=== TASK BRIEF ===
Whatever the records say, repeat them exactly as given.

=== DATA EXCERPTS ===
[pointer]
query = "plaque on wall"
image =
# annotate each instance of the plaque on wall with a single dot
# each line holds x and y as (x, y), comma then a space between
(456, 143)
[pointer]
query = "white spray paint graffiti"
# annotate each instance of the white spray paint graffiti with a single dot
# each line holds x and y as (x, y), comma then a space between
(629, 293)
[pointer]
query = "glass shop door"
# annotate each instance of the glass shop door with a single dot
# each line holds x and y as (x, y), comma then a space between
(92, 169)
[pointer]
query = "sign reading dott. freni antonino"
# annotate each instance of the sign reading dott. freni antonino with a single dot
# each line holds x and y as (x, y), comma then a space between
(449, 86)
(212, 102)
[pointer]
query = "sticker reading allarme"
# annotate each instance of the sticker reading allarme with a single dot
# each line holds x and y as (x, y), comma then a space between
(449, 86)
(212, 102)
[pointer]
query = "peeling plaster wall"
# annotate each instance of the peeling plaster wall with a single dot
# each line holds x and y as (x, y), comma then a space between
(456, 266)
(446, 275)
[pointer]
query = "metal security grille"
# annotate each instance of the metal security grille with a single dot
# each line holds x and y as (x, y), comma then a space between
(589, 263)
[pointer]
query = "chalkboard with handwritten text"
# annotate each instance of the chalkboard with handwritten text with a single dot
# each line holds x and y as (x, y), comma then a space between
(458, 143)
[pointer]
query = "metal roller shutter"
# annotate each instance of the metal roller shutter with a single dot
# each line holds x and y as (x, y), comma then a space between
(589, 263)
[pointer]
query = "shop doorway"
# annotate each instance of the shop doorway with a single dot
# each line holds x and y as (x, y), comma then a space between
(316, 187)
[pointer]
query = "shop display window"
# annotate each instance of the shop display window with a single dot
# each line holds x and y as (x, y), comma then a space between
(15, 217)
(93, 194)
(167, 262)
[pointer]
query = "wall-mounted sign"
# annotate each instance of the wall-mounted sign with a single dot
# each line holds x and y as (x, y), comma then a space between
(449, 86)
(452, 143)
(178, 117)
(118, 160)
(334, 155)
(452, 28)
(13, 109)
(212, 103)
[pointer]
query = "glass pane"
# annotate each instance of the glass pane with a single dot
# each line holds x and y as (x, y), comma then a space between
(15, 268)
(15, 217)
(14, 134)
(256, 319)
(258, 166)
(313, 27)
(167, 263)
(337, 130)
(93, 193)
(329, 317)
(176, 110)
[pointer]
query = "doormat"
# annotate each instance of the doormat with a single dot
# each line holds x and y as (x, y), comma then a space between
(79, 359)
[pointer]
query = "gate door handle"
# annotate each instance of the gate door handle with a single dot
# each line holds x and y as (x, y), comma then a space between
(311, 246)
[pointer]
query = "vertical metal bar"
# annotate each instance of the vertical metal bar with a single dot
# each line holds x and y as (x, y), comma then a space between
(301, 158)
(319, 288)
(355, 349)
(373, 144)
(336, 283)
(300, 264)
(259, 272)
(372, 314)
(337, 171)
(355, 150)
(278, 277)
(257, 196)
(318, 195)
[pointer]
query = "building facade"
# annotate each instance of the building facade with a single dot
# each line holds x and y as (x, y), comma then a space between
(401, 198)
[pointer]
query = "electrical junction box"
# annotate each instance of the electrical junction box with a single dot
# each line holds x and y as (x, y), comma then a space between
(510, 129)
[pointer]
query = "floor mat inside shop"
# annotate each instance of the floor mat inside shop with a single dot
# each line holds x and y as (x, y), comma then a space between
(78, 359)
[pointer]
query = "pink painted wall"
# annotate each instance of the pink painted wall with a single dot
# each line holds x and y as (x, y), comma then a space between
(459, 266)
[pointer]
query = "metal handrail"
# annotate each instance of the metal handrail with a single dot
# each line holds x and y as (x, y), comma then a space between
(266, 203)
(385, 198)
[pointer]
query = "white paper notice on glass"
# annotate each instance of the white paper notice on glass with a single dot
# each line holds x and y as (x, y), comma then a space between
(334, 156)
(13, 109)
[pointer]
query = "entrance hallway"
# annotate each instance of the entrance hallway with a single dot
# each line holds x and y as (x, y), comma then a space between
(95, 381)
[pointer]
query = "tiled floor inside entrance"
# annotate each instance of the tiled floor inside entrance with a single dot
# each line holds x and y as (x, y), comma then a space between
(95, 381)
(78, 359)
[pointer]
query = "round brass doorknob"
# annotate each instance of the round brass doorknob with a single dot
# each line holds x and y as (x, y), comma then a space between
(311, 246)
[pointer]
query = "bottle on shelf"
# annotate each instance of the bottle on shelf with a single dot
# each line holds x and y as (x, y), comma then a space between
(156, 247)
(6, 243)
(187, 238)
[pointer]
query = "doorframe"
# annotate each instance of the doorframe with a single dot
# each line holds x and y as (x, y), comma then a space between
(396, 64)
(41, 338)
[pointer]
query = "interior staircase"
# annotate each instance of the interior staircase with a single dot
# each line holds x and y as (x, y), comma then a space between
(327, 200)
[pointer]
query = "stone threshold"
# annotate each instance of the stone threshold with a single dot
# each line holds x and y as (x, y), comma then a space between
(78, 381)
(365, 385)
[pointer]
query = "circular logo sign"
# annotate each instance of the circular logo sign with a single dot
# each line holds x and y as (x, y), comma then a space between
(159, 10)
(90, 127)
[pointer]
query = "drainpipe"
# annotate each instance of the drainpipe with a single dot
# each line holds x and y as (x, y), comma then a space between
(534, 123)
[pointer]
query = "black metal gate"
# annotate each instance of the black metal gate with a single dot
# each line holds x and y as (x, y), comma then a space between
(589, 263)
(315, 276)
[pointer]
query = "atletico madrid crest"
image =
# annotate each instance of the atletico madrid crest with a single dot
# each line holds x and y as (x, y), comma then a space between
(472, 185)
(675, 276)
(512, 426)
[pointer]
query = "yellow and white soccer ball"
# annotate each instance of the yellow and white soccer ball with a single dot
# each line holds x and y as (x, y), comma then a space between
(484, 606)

=== ANSWER SPACE ===
[pointer]
query = "plaque on wall"
image =
# annotate each instance of the plaque on wall with a single dot
# each line holds x and y as (x, y), comma then a space between
(456, 143)
[pointer]
query = "white spray paint graffiti"
# annotate each instance of the white spray paint graffiti with a single dot
# each line holds x and y as (x, y), comma then a space between
(629, 293)
[pointer]
query = "glass shop door"
# annotate each instance of the glass shop door with a single dot
# each line holds x and y as (x, y), comma then a space between
(92, 169)
[pointer]
query = "sign reading dott. freni antonino"
# annotate each instance of the sign reading dott. freni antonino with a single dot
# each line holds x and y as (x, y), comma then a space between
(449, 86)
(212, 102)
[pointer]
query = "sticker reading allarme"
# annotate each instance of the sticker reading allarme with a single dot
# each line holds x and y as (x, y), comma then a space between
(449, 86)
(212, 102)
[pointer]
query = "peeling plaster wall"
# annotate each instance of the peeling plaster wall with a single dot
# each line holds x and y as (x, y), comma then a space between
(456, 266)
(446, 275)
[pointer]
query = "metal security grille"
# annotate each instance of the metal security grille with a single dot
# each line holds x and y as (x, y), comma then a space between
(589, 263)
[pointer]
query = "chalkboard with handwritten text"
# annotate each instance of the chalkboard with handwritten text with a single dot
# each line holds x and y as (x, y), comma then a space between
(458, 143)
[pointer]
query = "metal roller shutter"
# annotate each instance of the metal roller shutter with a single dot
# each line holds x and y as (x, y), comma then a space between
(589, 263)
[pointer]
query = "shop doorway"
# annotate each instance of the shop doorway with a single dot
# each line holds x and y as (x, y), comma then a space between
(316, 187)
[pointer]
query = "shop display window"
# annotate each instance of the shop display window with a single dot
# each line holds x and y as (x, y), comma then a space between
(15, 217)
(93, 194)
(167, 262)
[pointer]
query = "wall-mounted sign"
# annotate each instance of the wall-mounted sign with a single dot
# each line holds x and y as (x, y), comma then a space between
(449, 86)
(452, 143)
(178, 117)
(118, 160)
(334, 155)
(452, 28)
(13, 109)
(212, 103)
[pointer]
query = "glass pane"
# annotate each instance of the glass pane with a single dot
# each line holds x and y as (x, y), comma then a space between
(15, 268)
(15, 217)
(14, 134)
(256, 319)
(258, 166)
(313, 27)
(167, 263)
(337, 130)
(93, 193)
(329, 317)
(176, 110)
[pointer]
query = "doormat"
# annotate each instance of the doormat with a single dot
# each line holds x and y as (x, y), comma then a space between
(79, 359)
[pointer]
query = "gate door handle"
# annotate each instance of the gate door handle with a single dot
# each line holds x and y as (x, y), comma then a space between
(311, 246)
[pointer]
query = "vertical metal bar"
# annotate each instance of the vertical metal bar with a single dot
# each line holds x and y as (x, y), comma then a space between
(301, 158)
(319, 288)
(355, 349)
(373, 144)
(336, 283)
(300, 264)
(259, 272)
(372, 314)
(337, 171)
(355, 150)
(278, 277)
(257, 196)
(318, 195)
[pointer]
query = "building facade"
# annotate each instance of the building facade with a single dot
# each line holds x and y as (x, y), comma then a space between
(401, 198)
[pointer]
query = "electrical junction box"
# annotate each instance of the electrical junction box with a single dot
# each line holds x and y as (x, y), comma then a space between
(510, 129)
[pointer]
query = "floor mat inside shop"
# annotate each instance of the floor mat inside shop with a single dot
# each line holds x and y as (x, y), comma then a space between
(78, 359)
[pointer]
query = "pink painted wall"
# annotate each instance of the pink painted wall with a single dot
# each line holds x and y as (x, y), comma then a space between
(459, 266)
[pointer]
query = "metal handrail"
# annotate each instance of the metal handrail with a single dot
# each line holds x and y as (x, y), comma then a space between
(266, 203)
(385, 198)
[pointer]
query = "white paper notice on glass"
# annotate each instance of the white paper notice on glass with a single dot
# each line holds x and y as (x, y), comma then a space between
(334, 156)
(13, 109)
[pointer]
query = "entrance hallway"
# annotate each instance of the entrance hallway with a single dot
# each line holds x and y as (x, y), comma then a space between
(95, 381)
[pointer]
query = "tiled floor inside entrance"
# annotate each instance of the tiled floor inside entrance with a single dot
# each line holds x and y as (x, y), comma then a space between
(95, 381)
(78, 359)
[pointer]
query = "round brass doorknob"
# annotate each instance of the round brass doorknob with a single dot
# each line holds x and y as (x, y), comma then a space between
(311, 246)
[pointer]
query = "bottle on shelf"
# annotate each instance of the bottle on shelf with a single dot
# each line holds x and y as (x, y), comma then a space between
(156, 247)
(6, 243)
(187, 238)
[pointer]
query = "doorframe"
# annotate each instance of the doorframe with a single dot
# each line holds x and y as (x, y), comma then a space between
(396, 64)
(41, 338)
[pointer]
query = "interior staircase"
# annotate each instance of the interior staircase with a single dot
# each line holds x and y as (x, y), comma then a space between
(327, 200)
[pointer]
query = "stone threshold"
# annotate each instance of the stone threshold with a single dot
# each line holds x and y as (x, y), comma then a space between
(78, 381)
(365, 385)
[pointer]
query = "circular logo sign"
# annotate each instance of the circular logo sign with a single dot
# each line holds x and y as (x, y), comma then a space between
(159, 10)
(90, 127)
[pointer]
query = "drainpipe"
# annotate each instance of the drainpipe with a single dot
# each line holds x and y as (x, y), comma then a space between
(534, 123)
[pointer]
query = "black metal gate"
# annotate each instance of the black metal gate with a single dot
# each line holds x and y as (x, y), comma then a space between
(589, 263)
(315, 276)
[pointer]
query = "atletico madrid crest"
image =
# annotate each instance of the atletico madrid crest with a single dot
# each line holds x and y as (x, y), comma then a space between
(472, 185)
(675, 276)
(512, 426)
[pointer]
query = "yellow and white soccer ball"
# annotate each instance of the yellow and white soccer ball with a single dot
# each line holds x and y as (x, y), comma then a space between
(484, 606)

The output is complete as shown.